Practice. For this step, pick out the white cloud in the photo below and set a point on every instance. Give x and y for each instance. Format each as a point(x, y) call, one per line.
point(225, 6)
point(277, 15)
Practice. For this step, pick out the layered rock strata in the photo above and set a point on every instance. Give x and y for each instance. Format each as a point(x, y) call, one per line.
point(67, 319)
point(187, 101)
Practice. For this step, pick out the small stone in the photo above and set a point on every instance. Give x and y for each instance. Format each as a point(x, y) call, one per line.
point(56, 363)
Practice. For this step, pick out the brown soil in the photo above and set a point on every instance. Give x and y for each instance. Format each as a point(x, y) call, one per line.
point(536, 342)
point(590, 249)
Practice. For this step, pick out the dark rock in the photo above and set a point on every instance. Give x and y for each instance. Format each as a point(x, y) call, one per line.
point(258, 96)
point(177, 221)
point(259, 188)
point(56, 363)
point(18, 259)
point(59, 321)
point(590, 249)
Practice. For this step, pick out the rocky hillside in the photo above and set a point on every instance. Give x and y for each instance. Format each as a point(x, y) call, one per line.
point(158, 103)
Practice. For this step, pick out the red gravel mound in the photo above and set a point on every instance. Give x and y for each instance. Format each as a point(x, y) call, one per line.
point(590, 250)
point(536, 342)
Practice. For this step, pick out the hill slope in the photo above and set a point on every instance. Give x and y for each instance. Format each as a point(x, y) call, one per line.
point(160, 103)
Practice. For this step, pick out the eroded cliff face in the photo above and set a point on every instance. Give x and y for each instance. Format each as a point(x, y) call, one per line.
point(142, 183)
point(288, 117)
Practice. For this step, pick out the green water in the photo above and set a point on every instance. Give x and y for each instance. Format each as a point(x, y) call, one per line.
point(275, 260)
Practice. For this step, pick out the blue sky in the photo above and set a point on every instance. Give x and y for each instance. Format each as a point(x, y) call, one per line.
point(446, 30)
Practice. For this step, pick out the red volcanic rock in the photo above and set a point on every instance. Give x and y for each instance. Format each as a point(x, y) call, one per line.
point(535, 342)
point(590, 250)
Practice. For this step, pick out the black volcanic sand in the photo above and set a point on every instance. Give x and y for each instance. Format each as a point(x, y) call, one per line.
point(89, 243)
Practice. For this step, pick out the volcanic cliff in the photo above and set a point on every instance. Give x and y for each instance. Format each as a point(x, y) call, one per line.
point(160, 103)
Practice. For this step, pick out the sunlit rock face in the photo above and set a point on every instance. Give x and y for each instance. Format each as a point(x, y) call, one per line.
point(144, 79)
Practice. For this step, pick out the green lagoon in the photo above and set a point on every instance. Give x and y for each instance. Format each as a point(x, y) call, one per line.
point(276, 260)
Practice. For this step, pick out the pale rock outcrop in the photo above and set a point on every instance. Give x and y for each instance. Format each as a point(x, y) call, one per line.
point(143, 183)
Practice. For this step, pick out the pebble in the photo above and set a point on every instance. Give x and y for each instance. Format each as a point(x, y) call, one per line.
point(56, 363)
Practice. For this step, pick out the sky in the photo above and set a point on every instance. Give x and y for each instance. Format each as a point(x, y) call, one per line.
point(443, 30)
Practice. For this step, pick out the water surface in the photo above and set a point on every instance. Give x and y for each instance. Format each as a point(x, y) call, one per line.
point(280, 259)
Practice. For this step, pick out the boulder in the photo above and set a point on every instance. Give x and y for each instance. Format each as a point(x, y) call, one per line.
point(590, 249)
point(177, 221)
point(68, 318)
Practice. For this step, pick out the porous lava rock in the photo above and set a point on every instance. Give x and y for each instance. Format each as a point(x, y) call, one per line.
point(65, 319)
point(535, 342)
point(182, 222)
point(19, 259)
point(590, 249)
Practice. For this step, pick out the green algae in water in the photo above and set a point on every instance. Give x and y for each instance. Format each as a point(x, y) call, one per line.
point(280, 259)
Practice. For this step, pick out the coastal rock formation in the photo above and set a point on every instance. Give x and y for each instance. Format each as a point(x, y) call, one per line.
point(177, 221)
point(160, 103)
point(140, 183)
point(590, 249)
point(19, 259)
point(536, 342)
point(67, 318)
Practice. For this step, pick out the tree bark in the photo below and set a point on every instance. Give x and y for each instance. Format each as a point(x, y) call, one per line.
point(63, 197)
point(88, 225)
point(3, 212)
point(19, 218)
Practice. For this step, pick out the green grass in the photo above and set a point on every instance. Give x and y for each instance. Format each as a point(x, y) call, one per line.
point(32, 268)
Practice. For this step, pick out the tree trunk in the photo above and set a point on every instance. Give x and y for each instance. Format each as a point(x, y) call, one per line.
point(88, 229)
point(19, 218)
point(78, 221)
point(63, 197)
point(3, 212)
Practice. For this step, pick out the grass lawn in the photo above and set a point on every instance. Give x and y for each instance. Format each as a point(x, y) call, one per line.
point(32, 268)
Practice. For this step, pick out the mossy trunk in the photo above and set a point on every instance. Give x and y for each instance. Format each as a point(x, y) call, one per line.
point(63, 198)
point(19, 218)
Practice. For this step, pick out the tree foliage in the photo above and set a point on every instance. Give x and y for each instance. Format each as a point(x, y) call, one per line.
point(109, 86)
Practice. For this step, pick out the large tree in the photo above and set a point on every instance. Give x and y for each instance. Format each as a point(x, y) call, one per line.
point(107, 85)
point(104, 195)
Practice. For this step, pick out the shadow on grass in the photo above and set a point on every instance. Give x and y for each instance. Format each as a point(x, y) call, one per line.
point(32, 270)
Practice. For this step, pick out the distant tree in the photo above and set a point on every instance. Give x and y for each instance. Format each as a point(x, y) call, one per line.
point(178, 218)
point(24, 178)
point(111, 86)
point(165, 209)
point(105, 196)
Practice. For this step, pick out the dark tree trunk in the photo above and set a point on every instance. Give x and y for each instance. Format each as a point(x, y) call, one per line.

· · · · · · ·

*SHORT TASK:* Starting at the first of the rows above and ending at the line that contains "point(277, 15)", lay out those lines as a numbered list, omitting any blank lines.

*RESULT BELOW:*
1. Practice. For this step, pick out the white cloud in the photo below and set a point on every instance. Give x and y for each instance. Format each as a point(x, y) call, one per line.
2. point(225, 6)
3. point(277, 15)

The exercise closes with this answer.